**Given exercise**
Exactly as written, retype the listing below, omitting the pictures.

**Records for the exercise**
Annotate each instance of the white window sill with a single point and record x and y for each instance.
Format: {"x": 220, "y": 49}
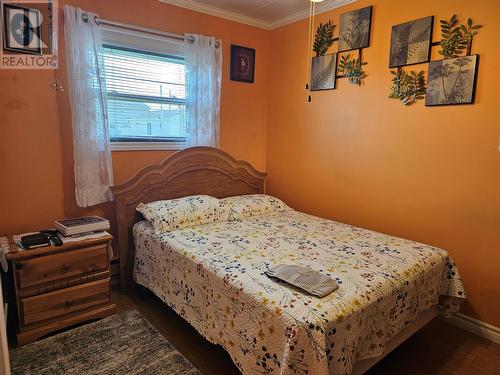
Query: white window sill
{"x": 147, "y": 146}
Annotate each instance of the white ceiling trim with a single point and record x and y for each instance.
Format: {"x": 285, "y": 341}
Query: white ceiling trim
{"x": 233, "y": 16}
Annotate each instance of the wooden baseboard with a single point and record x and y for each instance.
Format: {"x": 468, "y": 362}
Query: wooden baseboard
{"x": 476, "y": 327}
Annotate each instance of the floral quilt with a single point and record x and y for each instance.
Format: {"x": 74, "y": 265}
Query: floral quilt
{"x": 213, "y": 276}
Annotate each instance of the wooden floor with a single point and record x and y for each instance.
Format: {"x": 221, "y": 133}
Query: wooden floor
{"x": 439, "y": 348}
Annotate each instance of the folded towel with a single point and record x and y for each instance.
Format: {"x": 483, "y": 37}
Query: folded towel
{"x": 304, "y": 278}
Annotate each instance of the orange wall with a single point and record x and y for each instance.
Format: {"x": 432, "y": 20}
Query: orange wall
{"x": 430, "y": 174}
{"x": 36, "y": 154}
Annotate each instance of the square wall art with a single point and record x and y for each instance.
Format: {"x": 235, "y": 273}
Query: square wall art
{"x": 411, "y": 42}
{"x": 355, "y": 29}
{"x": 452, "y": 81}
{"x": 323, "y": 71}
{"x": 242, "y": 64}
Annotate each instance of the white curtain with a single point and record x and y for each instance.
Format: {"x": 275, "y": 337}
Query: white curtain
{"x": 87, "y": 91}
{"x": 203, "y": 56}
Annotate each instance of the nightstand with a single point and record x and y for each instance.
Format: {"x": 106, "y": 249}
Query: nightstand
{"x": 57, "y": 287}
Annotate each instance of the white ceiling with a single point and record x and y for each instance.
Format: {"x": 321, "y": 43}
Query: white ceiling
{"x": 266, "y": 14}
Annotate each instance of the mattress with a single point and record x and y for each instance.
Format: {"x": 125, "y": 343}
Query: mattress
{"x": 213, "y": 276}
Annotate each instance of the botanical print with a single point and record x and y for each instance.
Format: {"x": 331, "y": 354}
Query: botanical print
{"x": 323, "y": 71}
{"x": 355, "y": 29}
{"x": 451, "y": 81}
{"x": 213, "y": 275}
{"x": 410, "y": 42}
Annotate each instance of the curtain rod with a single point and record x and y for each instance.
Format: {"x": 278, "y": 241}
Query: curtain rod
{"x": 100, "y": 21}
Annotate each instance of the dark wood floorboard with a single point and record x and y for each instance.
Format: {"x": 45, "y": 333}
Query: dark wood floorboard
{"x": 437, "y": 349}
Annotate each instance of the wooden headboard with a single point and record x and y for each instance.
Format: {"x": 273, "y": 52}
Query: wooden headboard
{"x": 197, "y": 170}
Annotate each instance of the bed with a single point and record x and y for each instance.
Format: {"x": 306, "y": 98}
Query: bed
{"x": 213, "y": 274}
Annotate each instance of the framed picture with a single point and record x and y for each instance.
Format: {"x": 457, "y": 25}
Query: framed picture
{"x": 323, "y": 72}
{"x": 354, "y": 30}
{"x": 411, "y": 42}
{"x": 21, "y": 29}
{"x": 452, "y": 81}
{"x": 242, "y": 64}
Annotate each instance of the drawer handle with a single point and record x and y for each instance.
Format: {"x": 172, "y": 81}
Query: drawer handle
{"x": 88, "y": 270}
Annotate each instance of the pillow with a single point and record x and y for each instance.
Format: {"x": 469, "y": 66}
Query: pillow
{"x": 180, "y": 213}
{"x": 242, "y": 206}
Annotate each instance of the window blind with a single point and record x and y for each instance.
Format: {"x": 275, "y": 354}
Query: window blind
{"x": 146, "y": 95}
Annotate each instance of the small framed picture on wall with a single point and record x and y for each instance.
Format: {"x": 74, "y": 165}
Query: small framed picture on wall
{"x": 242, "y": 64}
{"x": 21, "y": 29}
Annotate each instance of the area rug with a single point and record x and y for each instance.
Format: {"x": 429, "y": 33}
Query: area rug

**Answer to this exercise**
Annotate each instance of the white window sill with a single point and record x and y for each instance.
Format: {"x": 220, "y": 49}
Query: white window sill
{"x": 147, "y": 146}
Annotate each instance of the white ceiling trim with a single point and record x and y for each instance.
Format: {"x": 285, "y": 341}
Query: white ceiling trim
{"x": 233, "y": 16}
Annotate each instance of the wooden baseboard with a single point and record x and y for each instance.
Format: {"x": 468, "y": 362}
Query: wooden baseboard
{"x": 476, "y": 327}
Annotate each instance of the floral quilt with a single point and record x and y for each instance.
Format: {"x": 74, "y": 265}
Query: floral quilt
{"x": 213, "y": 276}
Annotate each instance of the wooden floor with a single point and record x and y for each instance.
Format: {"x": 221, "y": 133}
Query: wooden floor
{"x": 439, "y": 348}
Annotate each instance of the folded towel with a single point and record x and y for each instance.
Format: {"x": 483, "y": 37}
Query: folded towel
{"x": 304, "y": 278}
Annotate each instance of the orange wall with a single point and record x and y for each instance.
Format: {"x": 432, "y": 20}
Query: orange wall
{"x": 430, "y": 174}
{"x": 36, "y": 154}
Annotate each instance of the square wall art with a single point and record x and y for each instance.
Format: {"x": 235, "y": 273}
Query: square wall art
{"x": 411, "y": 42}
{"x": 355, "y": 29}
{"x": 452, "y": 81}
{"x": 323, "y": 71}
{"x": 242, "y": 64}
Annotate each instance of the white curtain with a single point and record x and y for each instance.
Format: {"x": 275, "y": 337}
Query: white curtain
{"x": 87, "y": 91}
{"x": 203, "y": 56}
Annotate each instance of the nightstand with a single point and record x and y for each instance.
Format: {"x": 106, "y": 249}
Query: nightstand
{"x": 57, "y": 287}
Annotate each instance of the white ceiling with a single point and record x and y for each instance.
Format: {"x": 321, "y": 43}
Query: white ceiling
{"x": 266, "y": 14}
Annotate each instance of the mattress with a single point and record x and y for each instance.
Format: {"x": 125, "y": 343}
Query: mattress
{"x": 213, "y": 276}
Annotate each instance of the botanical print with a single point and record x and y for each instance.
Format: {"x": 331, "y": 354}
Query: botanical print
{"x": 323, "y": 71}
{"x": 355, "y": 29}
{"x": 451, "y": 81}
{"x": 213, "y": 275}
{"x": 410, "y": 42}
Annotate each instance of the curtain rod with a single point and record x and y for each instance.
Format: {"x": 278, "y": 241}
Query: curtain rod
{"x": 100, "y": 21}
Annotate each instance of the dark wood floorboard with a single point and record x and y for each instance.
Format: {"x": 45, "y": 333}
Query: dark wood floorboard
{"x": 437, "y": 349}
Annotate each instance of the wooden headboard with a single point and record x and y for each instance.
Format: {"x": 273, "y": 52}
Query: wooden headboard
{"x": 197, "y": 170}
Annotate each instance of the bed with a single point and record x and y for each instance.
Format: {"x": 306, "y": 98}
Query: bed
{"x": 213, "y": 274}
Annotate each instance of the framed picture with a single point and record x and y for each instance.
Format: {"x": 457, "y": 25}
Query: framed picture
{"x": 323, "y": 72}
{"x": 354, "y": 30}
{"x": 411, "y": 42}
{"x": 21, "y": 29}
{"x": 452, "y": 81}
{"x": 242, "y": 64}
Annotate each instance of the drawer handle with a single point and record x and y for each instance.
Format: {"x": 172, "y": 81}
Query: drawer handle
{"x": 88, "y": 270}
Annotate each instance of the pillow with a single point and record x and y for each instance.
Format: {"x": 469, "y": 66}
Query: pillow
{"x": 180, "y": 213}
{"x": 242, "y": 206}
Annotate each instance of the window blind with a single point and record x and y for each instance.
Format: {"x": 275, "y": 354}
Query: window blind
{"x": 146, "y": 95}
Annotate each instance of the small framed picture on wall with a single point and record x and y for each instance.
Format: {"x": 74, "y": 165}
Query: small framed picture on wall
{"x": 242, "y": 64}
{"x": 21, "y": 29}
Annotate each instance of the area rug with a single point and record x and y for each instance.
Format: {"x": 429, "y": 33}
Query: area rug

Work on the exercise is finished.